— Required task —
Convert the data from the line containing "Detect corrugated metal" through the end of the data into a Markdown table with columns n and Line, numbering each row and omitting blank lines.

------

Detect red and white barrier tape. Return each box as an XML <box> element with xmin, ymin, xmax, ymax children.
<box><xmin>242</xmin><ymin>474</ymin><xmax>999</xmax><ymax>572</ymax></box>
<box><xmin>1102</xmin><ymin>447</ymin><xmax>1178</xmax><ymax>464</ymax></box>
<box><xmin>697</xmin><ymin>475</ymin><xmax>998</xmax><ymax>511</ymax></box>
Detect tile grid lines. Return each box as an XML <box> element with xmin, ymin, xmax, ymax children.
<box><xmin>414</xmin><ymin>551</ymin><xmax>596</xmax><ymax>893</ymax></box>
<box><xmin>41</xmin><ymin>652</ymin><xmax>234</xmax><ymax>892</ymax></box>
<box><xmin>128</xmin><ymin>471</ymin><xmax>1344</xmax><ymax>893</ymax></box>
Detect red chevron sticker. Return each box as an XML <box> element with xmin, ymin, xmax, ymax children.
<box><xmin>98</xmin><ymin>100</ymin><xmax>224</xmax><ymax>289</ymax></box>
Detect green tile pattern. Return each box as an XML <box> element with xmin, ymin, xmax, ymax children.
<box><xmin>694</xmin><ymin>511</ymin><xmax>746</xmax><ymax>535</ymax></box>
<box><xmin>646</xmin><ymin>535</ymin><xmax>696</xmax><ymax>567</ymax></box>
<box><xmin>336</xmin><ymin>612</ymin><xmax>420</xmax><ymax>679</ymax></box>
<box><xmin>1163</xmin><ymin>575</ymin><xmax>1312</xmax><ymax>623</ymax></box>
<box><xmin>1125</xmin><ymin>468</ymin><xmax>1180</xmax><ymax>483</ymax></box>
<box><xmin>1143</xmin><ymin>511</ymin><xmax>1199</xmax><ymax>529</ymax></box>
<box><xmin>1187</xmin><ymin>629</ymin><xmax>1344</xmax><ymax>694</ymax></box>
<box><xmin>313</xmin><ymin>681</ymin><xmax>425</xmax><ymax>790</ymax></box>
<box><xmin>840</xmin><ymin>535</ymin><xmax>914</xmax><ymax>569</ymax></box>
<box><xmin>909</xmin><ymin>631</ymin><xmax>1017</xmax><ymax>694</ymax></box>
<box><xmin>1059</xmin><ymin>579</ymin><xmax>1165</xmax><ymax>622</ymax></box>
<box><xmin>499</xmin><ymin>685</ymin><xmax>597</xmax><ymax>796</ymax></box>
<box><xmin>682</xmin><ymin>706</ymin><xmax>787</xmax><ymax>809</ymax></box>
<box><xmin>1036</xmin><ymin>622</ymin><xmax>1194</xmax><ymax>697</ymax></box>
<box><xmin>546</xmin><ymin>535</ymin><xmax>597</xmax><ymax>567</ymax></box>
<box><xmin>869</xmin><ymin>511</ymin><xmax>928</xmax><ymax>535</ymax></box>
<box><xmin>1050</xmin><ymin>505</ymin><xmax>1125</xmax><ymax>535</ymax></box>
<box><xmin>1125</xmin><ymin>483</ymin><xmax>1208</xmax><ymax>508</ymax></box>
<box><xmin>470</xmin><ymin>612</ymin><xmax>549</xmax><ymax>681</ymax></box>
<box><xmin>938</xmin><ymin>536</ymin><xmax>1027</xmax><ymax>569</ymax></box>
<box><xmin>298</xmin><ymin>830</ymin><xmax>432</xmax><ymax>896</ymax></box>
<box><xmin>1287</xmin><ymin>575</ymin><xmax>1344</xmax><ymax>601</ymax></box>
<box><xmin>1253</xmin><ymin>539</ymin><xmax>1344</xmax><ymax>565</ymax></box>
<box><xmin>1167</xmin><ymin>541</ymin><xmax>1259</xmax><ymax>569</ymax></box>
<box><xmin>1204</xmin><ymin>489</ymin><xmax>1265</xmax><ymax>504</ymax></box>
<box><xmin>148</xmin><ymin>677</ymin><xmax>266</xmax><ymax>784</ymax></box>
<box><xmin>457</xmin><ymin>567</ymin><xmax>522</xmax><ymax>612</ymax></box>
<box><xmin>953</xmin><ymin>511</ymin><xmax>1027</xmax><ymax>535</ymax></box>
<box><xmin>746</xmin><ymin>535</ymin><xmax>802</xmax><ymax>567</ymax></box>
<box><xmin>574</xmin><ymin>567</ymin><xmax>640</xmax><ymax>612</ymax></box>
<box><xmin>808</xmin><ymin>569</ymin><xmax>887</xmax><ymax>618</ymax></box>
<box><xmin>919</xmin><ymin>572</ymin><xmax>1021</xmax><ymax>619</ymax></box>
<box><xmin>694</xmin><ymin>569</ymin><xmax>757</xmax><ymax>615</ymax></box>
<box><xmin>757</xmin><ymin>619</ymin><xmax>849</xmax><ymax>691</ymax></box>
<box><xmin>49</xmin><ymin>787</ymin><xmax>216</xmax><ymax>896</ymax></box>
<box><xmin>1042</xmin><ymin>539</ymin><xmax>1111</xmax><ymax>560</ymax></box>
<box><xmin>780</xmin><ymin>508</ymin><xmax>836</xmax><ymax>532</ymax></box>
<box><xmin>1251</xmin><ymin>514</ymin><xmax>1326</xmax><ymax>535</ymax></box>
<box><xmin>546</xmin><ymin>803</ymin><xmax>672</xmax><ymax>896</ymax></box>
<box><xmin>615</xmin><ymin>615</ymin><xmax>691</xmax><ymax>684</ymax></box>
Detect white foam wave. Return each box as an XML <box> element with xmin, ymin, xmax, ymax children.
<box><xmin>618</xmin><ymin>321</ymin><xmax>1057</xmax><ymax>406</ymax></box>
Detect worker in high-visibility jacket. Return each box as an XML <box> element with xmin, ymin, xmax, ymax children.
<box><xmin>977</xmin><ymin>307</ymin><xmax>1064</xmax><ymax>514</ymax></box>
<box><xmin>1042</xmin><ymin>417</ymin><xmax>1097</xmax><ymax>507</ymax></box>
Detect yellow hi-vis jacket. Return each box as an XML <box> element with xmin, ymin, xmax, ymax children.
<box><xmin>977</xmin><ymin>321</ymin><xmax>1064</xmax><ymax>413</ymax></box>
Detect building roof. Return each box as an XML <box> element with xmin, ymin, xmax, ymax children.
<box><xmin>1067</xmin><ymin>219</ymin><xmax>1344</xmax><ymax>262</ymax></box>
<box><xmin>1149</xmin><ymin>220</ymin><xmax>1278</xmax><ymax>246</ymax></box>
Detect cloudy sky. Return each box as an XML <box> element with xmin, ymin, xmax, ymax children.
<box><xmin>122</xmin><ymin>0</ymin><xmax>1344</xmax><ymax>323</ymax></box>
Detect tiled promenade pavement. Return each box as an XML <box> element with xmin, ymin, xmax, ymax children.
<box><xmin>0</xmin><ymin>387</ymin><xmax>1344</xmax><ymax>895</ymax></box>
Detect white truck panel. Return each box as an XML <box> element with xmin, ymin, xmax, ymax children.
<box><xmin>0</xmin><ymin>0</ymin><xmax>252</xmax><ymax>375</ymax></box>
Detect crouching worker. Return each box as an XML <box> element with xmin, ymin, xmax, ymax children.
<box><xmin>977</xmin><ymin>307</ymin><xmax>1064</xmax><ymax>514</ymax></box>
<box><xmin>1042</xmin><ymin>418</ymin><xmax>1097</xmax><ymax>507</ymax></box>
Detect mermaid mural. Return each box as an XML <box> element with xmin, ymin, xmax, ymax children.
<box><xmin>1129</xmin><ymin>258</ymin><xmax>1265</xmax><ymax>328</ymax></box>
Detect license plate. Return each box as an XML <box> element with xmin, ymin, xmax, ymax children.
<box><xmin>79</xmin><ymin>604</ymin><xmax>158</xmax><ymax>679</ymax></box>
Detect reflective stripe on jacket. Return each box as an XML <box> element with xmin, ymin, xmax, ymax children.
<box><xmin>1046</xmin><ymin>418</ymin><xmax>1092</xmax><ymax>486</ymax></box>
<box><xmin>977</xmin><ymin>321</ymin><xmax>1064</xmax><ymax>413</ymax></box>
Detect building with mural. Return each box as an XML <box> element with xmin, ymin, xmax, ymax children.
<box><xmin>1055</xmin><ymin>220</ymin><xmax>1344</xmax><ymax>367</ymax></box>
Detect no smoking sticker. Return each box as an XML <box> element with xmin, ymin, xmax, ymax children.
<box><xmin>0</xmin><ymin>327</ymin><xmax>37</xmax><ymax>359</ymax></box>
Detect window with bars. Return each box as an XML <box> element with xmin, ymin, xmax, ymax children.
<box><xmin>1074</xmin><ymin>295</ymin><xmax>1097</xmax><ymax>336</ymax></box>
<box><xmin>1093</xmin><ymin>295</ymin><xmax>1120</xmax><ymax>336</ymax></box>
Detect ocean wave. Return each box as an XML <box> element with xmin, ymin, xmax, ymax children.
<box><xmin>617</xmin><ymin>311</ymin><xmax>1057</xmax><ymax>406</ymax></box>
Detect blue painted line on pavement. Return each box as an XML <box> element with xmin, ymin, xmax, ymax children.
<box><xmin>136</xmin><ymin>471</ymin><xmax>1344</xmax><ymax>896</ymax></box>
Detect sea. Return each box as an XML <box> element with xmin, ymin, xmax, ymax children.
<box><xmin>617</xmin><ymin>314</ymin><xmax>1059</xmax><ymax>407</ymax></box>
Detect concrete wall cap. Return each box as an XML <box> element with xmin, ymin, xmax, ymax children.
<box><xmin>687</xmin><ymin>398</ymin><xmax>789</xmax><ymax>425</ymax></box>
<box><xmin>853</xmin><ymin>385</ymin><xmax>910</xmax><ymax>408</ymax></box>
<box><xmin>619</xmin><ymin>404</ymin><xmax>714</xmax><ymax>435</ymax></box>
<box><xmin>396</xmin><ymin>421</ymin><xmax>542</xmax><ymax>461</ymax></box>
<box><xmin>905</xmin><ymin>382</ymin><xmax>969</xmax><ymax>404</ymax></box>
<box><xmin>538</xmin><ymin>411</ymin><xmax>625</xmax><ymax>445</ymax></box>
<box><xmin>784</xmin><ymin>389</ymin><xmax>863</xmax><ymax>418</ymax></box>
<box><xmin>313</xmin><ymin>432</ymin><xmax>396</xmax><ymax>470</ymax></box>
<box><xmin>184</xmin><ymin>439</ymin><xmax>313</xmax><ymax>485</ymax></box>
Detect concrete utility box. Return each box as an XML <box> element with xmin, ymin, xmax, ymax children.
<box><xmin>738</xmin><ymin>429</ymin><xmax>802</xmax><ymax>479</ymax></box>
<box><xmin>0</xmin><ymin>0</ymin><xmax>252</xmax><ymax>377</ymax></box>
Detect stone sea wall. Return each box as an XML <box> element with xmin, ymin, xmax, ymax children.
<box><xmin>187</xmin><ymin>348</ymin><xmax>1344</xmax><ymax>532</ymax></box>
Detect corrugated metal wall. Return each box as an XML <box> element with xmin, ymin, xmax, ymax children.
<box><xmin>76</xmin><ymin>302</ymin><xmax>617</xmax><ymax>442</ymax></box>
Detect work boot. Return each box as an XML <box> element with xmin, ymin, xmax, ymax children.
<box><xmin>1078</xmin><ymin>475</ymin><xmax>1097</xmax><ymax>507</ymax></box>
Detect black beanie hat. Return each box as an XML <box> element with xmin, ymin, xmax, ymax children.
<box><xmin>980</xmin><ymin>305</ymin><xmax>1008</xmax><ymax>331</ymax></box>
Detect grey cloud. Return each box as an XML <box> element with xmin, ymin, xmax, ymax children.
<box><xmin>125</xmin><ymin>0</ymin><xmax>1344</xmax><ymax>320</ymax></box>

------

— Complete response —
| n | Line |
|---|---|
| 1 | Detect corrugated metal wall. Return each box as an XML <box> element with xmin, ymin, xmax, ymax children. |
| 2 | <box><xmin>76</xmin><ymin>302</ymin><xmax>617</xmax><ymax>442</ymax></box> |
| 3 | Detect work boot. Return each box as an XML <box> element with xmin, ymin, xmax, ymax children. |
| 4 | <box><xmin>1078</xmin><ymin>475</ymin><xmax>1097</xmax><ymax>507</ymax></box> |
| 5 | Detect black beanie hat. Return each box as an XML <box> element with xmin, ymin, xmax, ymax children. |
| 6 | <box><xmin>980</xmin><ymin>305</ymin><xmax>1008</xmax><ymax>331</ymax></box> |
| 7 | Detect grey cloud. Return each box as an XML <box> element with xmin, ymin, xmax, ymax children. |
| 8 | <box><xmin>125</xmin><ymin>0</ymin><xmax>1344</xmax><ymax>320</ymax></box> |